*EXERCISE INSTRUCTIONS*: Copy, word for word, the stretch of items below from the line containing "Give bounding boxes for each hanging" through the line containing "[184,0,371,233]", with both of those lines included.

*EXTRACTED ENTRIES*:
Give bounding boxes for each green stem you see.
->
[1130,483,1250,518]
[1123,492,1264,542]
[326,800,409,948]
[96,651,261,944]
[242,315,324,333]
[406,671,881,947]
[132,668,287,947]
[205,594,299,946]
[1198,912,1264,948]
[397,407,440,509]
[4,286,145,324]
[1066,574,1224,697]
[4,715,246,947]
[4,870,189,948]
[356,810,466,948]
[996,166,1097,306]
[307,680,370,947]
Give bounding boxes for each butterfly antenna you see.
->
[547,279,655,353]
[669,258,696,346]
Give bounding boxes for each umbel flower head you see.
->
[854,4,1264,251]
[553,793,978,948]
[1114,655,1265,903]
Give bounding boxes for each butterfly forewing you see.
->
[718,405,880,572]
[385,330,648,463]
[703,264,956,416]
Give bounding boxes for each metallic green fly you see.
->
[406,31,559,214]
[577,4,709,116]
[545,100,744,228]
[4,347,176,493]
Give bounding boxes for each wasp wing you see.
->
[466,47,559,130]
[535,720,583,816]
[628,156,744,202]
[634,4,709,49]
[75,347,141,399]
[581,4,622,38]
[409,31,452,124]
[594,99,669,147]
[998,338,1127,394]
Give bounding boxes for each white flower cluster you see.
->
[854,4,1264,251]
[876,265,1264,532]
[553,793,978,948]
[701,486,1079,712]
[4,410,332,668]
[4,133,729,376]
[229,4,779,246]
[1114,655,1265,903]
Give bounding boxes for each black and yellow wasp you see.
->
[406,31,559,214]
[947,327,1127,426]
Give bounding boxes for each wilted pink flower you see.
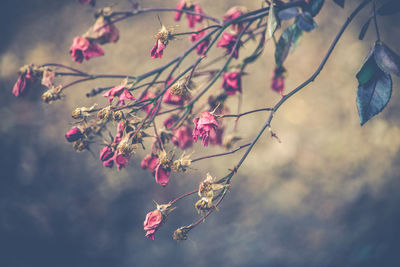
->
[114,154,131,170]
[69,36,104,63]
[150,40,166,58]
[65,127,83,142]
[223,6,247,32]
[103,85,136,105]
[217,32,240,58]
[84,16,119,44]
[174,0,204,28]
[100,146,114,168]
[140,153,159,175]
[192,111,218,146]
[163,88,185,106]
[79,0,96,6]
[114,121,125,144]
[190,28,210,55]
[221,71,242,95]
[12,69,35,96]
[164,115,178,129]
[154,164,171,186]
[143,209,163,240]
[271,67,286,96]
[172,126,193,149]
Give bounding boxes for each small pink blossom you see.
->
[79,0,96,6]
[164,115,178,129]
[143,209,163,240]
[65,127,83,142]
[12,69,35,97]
[154,164,171,186]
[271,67,286,96]
[174,0,204,28]
[217,32,240,58]
[223,6,247,32]
[163,88,185,106]
[150,40,166,58]
[114,154,131,171]
[103,85,136,105]
[172,126,193,149]
[140,153,159,175]
[69,36,104,63]
[192,111,218,146]
[190,28,210,55]
[100,146,114,168]
[221,71,242,95]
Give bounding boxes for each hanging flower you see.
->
[69,36,104,63]
[190,28,210,55]
[192,111,218,146]
[150,25,172,58]
[171,126,193,149]
[217,32,240,59]
[223,6,248,33]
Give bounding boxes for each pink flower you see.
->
[65,127,83,142]
[79,0,96,6]
[190,28,210,55]
[140,153,159,174]
[221,71,242,95]
[12,69,35,97]
[271,67,286,96]
[69,36,104,63]
[114,154,131,171]
[100,146,114,168]
[217,32,240,58]
[114,121,125,144]
[154,164,171,186]
[150,40,166,58]
[103,85,136,105]
[164,115,178,129]
[163,89,185,106]
[174,0,204,28]
[143,209,163,240]
[172,126,193,149]
[192,111,218,146]
[223,6,247,32]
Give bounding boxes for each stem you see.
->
[372,0,381,42]
[184,0,371,233]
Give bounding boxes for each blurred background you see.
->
[0,0,400,267]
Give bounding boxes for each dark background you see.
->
[0,0,400,267]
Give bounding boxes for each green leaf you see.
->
[296,12,317,32]
[357,70,392,125]
[356,47,380,85]
[376,0,400,16]
[374,43,400,76]
[267,5,278,38]
[275,24,302,67]
[278,7,300,20]
[358,17,372,40]
[333,0,344,8]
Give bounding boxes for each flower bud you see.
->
[65,127,83,142]
[172,226,190,241]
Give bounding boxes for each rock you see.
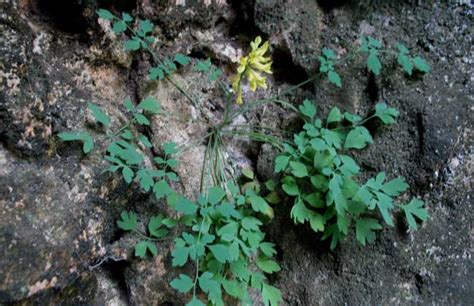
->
[254,0,323,75]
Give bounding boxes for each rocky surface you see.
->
[0,0,474,305]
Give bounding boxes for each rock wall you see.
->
[0,0,474,305]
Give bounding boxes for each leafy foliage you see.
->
[168,183,281,305]
[275,100,428,249]
[58,9,430,306]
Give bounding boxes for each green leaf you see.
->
[174,195,197,215]
[124,37,140,51]
[323,48,337,59]
[250,195,273,218]
[397,54,413,75]
[275,155,290,173]
[262,283,283,306]
[138,20,153,35]
[122,166,133,184]
[171,247,189,267]
[413,56,431,73]
[174,53,191,66]
[97,9,115,20]
[374,103,400,124]
[217,222,239,242]
[138,97,160,114]
[163,142,179,155]
[281,176,300,196]
[382,177,409,196]
[290,161,308,178]
[327,107,342,123]
[367,51,382,75]
[344,126,373,149]
[87,102,110,127]
[309,212,324,232]
[242,217,263,231]
[339,155,360,176]
[112,20,127,34]
[256,257,281,274]
[122,13,133,22]
[242,168,255,180]
[397,43,410,54]
[321,129,342,149]
[328,70,342,87]
[400,199,429,230]
[186,296,206,306]
[209,67,222,82]
[222,279,245,299]
[170,274,194,293]
[299,100,316,119]
[117,211,137,231]
[138,134,153,148]
[356,218,382,246]
[135,240,158,258]
[208,244,229,263]
[199,272,224,306]
[123,98,135,111]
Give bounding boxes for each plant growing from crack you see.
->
[59,10,429,306]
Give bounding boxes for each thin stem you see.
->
[230,74,320,120]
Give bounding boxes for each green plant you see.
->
[58,9,429,306]
[275,100,428,249]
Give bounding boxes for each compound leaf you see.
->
[328,70,342,87]
[290,161,308,178]
[208,244,230,263]
[97,9,115,20]
[275,155,290,173]
[124,37,140,51]
[327,107,342,123]
[186,296,206,306]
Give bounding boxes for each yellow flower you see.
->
[232,36,272,104]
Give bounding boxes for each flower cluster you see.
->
[232,36,272,104]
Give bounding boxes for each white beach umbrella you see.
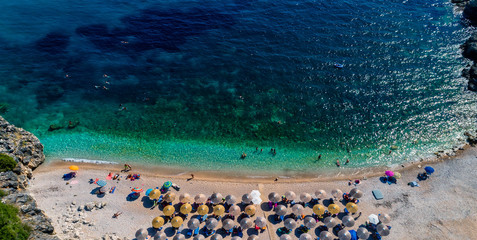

*WRITTEN REPLY*:
Give bounding boxes for each hanging flower you see.
->
[69,36,104,63]
[190,28,210,55]
[192,111,218,146]
[150,25,172,58]
[171,126,193,149]
[217,32,240,59]
[223,6,248,33]
Give bounding boxes for each pink flower you see.
->
[65,127,83,142]
[79,0,96,6]
[190,28,210,55]
[140,153,159,174]
[221,71,242,95]
[12,69,35,97]
[271,67,286,96]
[69,36,104,63]
[114,154,131,171]
[100,146,114,168]
[217,32,240,58]
[114,121,125,144]
[154,164,171,186]
[150,40,166,58]
[103,85,136,105]
[164,115,178,129]
[163,89,185,106]
[174,0,204,28]
[143,209,163,240]
[172,126,193,149]
[192,111,218,146]
[223,6,247,32]
Give bounding boxes for each stem you see.
->
[372,0,381,42]
[184,0,371,233]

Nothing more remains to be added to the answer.